Quote the entries word for word. Omit the pictures.

======== Record list ========

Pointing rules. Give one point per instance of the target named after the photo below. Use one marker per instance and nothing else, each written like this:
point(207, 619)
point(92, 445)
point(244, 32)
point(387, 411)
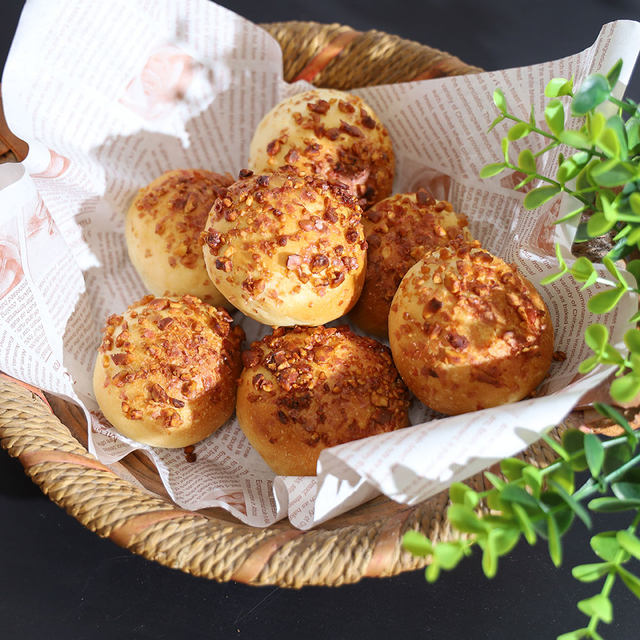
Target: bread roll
point(468, 331)
point(399, 231)
point(286, 249)
point(163, 228)
point(328, 133)
point(305, 389)
point(166, 370)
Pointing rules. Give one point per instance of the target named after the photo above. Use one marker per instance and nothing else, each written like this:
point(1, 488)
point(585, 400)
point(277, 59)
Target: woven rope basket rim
point(210, 543)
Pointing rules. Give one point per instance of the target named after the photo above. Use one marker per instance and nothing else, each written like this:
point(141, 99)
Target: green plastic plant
point(599, 166)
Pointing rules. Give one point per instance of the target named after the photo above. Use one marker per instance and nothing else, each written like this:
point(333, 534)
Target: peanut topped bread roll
point(166, 370)
point(331, 134)
point(286, 249)
point(304, 389)
point(163, 228)
point(468, 331)
point(399, 231)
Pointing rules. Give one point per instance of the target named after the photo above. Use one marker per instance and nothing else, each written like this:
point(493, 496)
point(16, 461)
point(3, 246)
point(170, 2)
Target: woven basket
point(127, 502)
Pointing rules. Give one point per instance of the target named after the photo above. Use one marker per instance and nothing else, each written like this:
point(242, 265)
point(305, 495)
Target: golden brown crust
point(305, 389)
point(331, 134)
point(468, 331)
point(286, 249)
point(163, 228)
point(166, 370)
point(399, 231)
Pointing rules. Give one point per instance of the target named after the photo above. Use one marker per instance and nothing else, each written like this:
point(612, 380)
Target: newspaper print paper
point(109, 94)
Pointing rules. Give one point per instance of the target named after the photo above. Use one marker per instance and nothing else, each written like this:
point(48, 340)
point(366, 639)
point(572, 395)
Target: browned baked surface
point(468, 331)
point(166, 370)
point(286, 249)
point(163, 228)
point(399, 231)
point(305, 389)
point(328, 133)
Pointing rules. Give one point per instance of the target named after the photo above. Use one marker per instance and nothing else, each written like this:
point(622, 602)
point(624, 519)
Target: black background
point(58, 580)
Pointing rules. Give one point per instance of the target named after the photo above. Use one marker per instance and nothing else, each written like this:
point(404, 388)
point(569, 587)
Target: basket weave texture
point(132, 508)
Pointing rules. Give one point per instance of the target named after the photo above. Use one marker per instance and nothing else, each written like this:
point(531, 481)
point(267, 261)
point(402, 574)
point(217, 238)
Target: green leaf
point(496, 122)
point(629, 542)
point(525, 523)
point(505, 148)
point(593, 91)
point(572, 214)
point(575, 635)
point(613, 505)
point(555, 544)
point(598, 225)
point(417, 543)
point(465, 519)
point(626, 490)
point(608, 142)
point(519, 130)
point(564, 516)
point(633, 268)
point(632, 582)
point(573, 138)
point(582, 269)
point(448, 554)
point(511, 468)
point(616, 124)
point(626, 388)
point(527, 161)
point(558, 87)
point(591, 572)
point(513, 493)
point(633, 132)
point(432, 572)
point(491, 170)
point(499, 100)
point(533, 479)
point(614, 271)
point(596, 336)
point(598, 605)
point(539, 196)
point(594, 452)
point(613, 173)
point(554, 115)
point(589, 364)
point(616, 456)
point(606, 300)
point(605, 545)
point(489, 556)
point(614, 73)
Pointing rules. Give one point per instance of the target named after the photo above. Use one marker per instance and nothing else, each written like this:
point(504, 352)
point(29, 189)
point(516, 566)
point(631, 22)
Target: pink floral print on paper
point(161, 84)
point(11, 272)
point(57, 166)
point(40, 219)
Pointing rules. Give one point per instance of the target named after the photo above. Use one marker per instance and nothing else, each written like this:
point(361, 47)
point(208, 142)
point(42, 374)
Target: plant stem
point(611, 577)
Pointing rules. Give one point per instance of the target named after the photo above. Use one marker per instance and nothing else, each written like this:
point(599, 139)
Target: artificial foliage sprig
point(531, 503)
point(598, 165)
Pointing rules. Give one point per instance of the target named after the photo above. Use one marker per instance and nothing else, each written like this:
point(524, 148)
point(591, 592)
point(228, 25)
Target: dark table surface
point(58, 580)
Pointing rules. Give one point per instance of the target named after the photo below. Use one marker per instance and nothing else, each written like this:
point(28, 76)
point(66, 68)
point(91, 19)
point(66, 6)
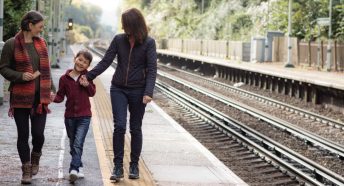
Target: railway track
point(219, 132)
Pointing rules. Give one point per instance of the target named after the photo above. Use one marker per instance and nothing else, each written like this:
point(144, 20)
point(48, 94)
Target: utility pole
point(329, 47)
point(289, 63)
point(202, 6)
point(1, 45)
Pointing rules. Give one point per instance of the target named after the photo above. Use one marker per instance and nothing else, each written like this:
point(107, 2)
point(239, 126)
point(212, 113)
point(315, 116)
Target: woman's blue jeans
point(121, 100)
point(77, 129)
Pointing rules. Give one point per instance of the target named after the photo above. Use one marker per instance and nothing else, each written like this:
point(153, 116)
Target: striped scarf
point(23, 94)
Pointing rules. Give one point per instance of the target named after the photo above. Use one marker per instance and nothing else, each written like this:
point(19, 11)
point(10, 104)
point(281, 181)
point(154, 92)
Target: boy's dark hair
point(86, 54)
point(134, 24)
point(33, 17)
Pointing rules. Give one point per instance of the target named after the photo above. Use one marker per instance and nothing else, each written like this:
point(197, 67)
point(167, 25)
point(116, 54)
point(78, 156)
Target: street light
point(1, 45)
point(329, 47)
point(289, 63)
point(70, 24)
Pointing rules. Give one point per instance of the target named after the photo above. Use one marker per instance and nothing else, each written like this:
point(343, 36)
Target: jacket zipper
point(126, 79)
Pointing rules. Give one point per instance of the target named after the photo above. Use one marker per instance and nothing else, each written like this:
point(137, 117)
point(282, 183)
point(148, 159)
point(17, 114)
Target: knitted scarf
point(23, 94)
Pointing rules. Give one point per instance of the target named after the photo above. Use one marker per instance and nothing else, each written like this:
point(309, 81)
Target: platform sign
point(323, 21)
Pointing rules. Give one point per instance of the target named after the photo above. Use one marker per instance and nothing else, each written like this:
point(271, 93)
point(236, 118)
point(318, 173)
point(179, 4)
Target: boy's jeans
point(77, 129)
point(121, 99)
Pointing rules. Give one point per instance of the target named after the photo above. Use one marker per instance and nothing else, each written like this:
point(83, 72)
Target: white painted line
point(222, 170)
point(60, 163)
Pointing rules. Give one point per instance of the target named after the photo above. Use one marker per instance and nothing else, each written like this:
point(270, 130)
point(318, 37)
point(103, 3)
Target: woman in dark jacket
point(131, 87)
point(25, 63)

========

Output below:
Pointing rules. Give one point per instance of the target named after the photo below. Use one marker per instance and nothing else, each written like this:
point(207, 619)
point(92, 445)
point(244, 32)
point(387, 411)
Target: bread roll
point(468, 331)
point(399, 231)
point(286, 249)
point(163, 228)
point(328, 133)
point(305, 389)
point(166, 370)
Pointing rules. Give one point per instance of the target named after the photo above. Use one marker per instance and nothing else, each written like this:
point(1, 488)
point(585, 400)
point(277, 59)
Target: woven rope basket rim
point(210, 543)
Pointing rules. Give one point per instance of the target named after the photo above. Use one marker per instance and nothing else, each written like this:
point(141, 99)
Target: green plastic plant
point(599, 166)
Pointing rules. Give one point per instance of the target named after the photo above. Use one marker per instance and nothing else, each written like this:
point(333, 534)
Target: peanut topped bread roll
point(166, 370)
point(331, 134)
point(286, 249)
point(304, 389)
point(163, 228)
point(468, 331)
point(399, 231)
Pointing rules. Give one point per instance of the target named after the photo above. Use one marker per instance and nothing else, each written like this:
point(493, 496)
point(16, 461)
point(3, 246)
point(170, 2)
Target: woven basket
point(127, 502)
Pointing rules. Give one point per instance of the target named after the photo above. Use one marker per instance and nothing else, each written like this:
point(242, 265)
point(305, 495)
Target: golden brown crust
point(305, 389)
point(331, 134)
point(468, 331)
point(286, 249)
point(163, 228)
point(166, 370)
point(399, 231)
Pointing rules. Give one point per instance of the target named after the photo above. Use one marker per instance and nothing else, each written like this:
point(612, 380)
Target: newspaper print paper
point(109, 94)
Pointing rules. Give one point per instance of the target named after the photo above. Use one marker per instance and nothing else, each written like this:
point(48, 340)
point(366, 639)
point(572, 395)
Target: browned baked surface
point(468, 331)
point(166, 370)
point(286, 249)
point(163, 228)
point(399, 231)
point(305, 389)
point(328, 133)
Pointing rules. Give one point per instance of the target named after the photo above. Use one marker per instance and nothing else, each written like this:
point(622, 602)
point(624, 519)
Target: black background
point(58, 580)
Pointing rules. Give one point per instance of the target named after the photo above. Use one marker per instance and nothing else, each written like this:
point(404, 388)
point(569, 587)
Target: basket weave texture
point(132, 508)
Pointing rules. Give one point per instance of the target named after the photo above. Use one marker per instance and nothing else, each written like this:
point(531, 481)
point(267, 261)
point(402, 574)
point(217, 238)
Target: green leaf
point(496, 122)
point(629, 542)
point(525, 523)
point(505, 148)
point(593, 91)
point(572, 214)
point(575, 635)
point(613, 505)
point(555, 544)
point(598, 225)
point(417, 543)
point(465, 519)
point(626, 490)
point(608, 142)
point(519, 130)
point(564, 516)
point(633, 268)
point(632, 582)
point(573, 138)
point(582, 269)
point(448, 554)
point(511, 468)
point(616, 124)
point(626, 388)
point(527, 161)
point(558, 87)
point(591, 572)
point(513, 493)
point(633, 132)
point(432, 572)
point(491, 170)
point(499, 100)
point(533, 479)
point(614, 271)
point(596, 336)
point(598, 605)
point(539, 196)
point(594, 452)
point(613, 173)
point(554, 115)
point(589, 364)
point(616, 456)
point(606, 300)
point(605, 545)
point(489, 556)
point(614, 73)
Pointing rules. Give one point per instance of the target named after the photo above. Use one marker per instance and nothing else, each written like this:
point(504, 352)
point(29, 189)
point(516, 566)
point(631, 22)
Target: pink floral print on paper
point(161, 84)
point(11, 272)
point(57, 166)
point(40, 219)
Pointing rules. Give one point per instance of the target named after the photo above. Use one marker per instance and nothing else, each written like this:
point(361, 47)
point(208, 142)
point(42, 374)
Target: plant stem
point(611, 577)
Pointing rules. Give one point per instance of the target named after the photo above. Use one marker per instance and nothing else, each written like this:
point(599, 139)
Target: artificial foliage sprig
point(531, 503)
point(598, 165)
Pointing rules. Give one point per instance of the target named after the photo above. Use one marker per instance and nothing else, each written like this:
point(524, 148)
point(591, 592)
point(228, 25)
Target: dark table surface
point(58, 580)
Pointing rules. Give one point per instance of the target named after the photo below. Use one marker per instance and nothing else, each written like this:
point(28, 76)
point(66, 68)
point(91, 19)
point(66, 6)
Target: railway track
point(219, 132)
Pointing rules. Give one point per instance of the target named after the photo above. Use one marker per instance and nothing else, each written like this:
point(144, 20)
point(48, 94)
Target: utility pole
point(329, 47)
point(289, 63)
point(202, 6)
point(1, 45)
Pointing rules. Give one point per instance of the target named after the photo above. Use one marker per instance and nothing else, each written like this:
point(107, 2)
point(239, 126)
point(212, 113)
point(315, 116)
Target: woman's blue jeans
point(121, 100)
point(77, 129)
Pointing rules. Give one point per instance of the target named after the photo above. Use one marker per instance and nothing else, each written like this:
point(153, 116)
Target: striped scarf
point(23, 94)
Pointing rules. Give one point per instance of the target named after the photo above. Use one marker per instance and nothing else, each written like this:
point(19, 11)
point(10, 104)
point(281, 181)
point(154, 92)
Target: boy's dark hair
point(86, 54)
point(134, 24)
point(33, 17)
Pointing rules. Give one point per instance of the target named after the photo above. Use one marker per instance and nothing else, each written like this:
point(197, 67)
point(167, 25)
point(116, 54)
point(78, 156)
Target: street light
point(1, 45)
point(329, 47)
point(289, 63)
point(70, 24)
Pointing rules. Give one point per instance of the target named after the photo above. Use one marker per instance and nothing else, each written like this:
point(343, 36)
Target: jacket zipper
point(126, 79)
Pointing rules. Give one point per instance of the target named after the photo above. Use one marker per instance and nothing else, each written like this:
point(137, 117)
point(282, 183)
point(148, 159)
point(17, 114)
Target: knitted scarf
point(23, 94)
Pointing rules. Give one point per instance of the target named after the photo above. Use one marker per instance and nothing else, each written like this:
point(309, 81)
Target: platform sign
point(323, 21)
Pointing rules. Give one point per instance of the target named after the photo above. Use one marker per instance and nothing else, each written like this:
point(271, 93)
point(236, 118)
point(318, 173)
point(179, 4)
Target: boy's jeans
point(77, 129)
point(121, 99)
Pointing rules. Give one point per instance of the target named after the photo above. Use one marker per instance and nothing else, each written like this:
point(83, 72)
Target: white painted line
point(222, 170)
point(60, 163)
Pointing rules. Give one point per instance of the target named after the photo above. Use one marker per instance and nothing else, each written like this:
point(270, 130)
point(318, 37)
point(103, 3)
Target: woman in dark jacket
point(131, 87)
point(25, 63)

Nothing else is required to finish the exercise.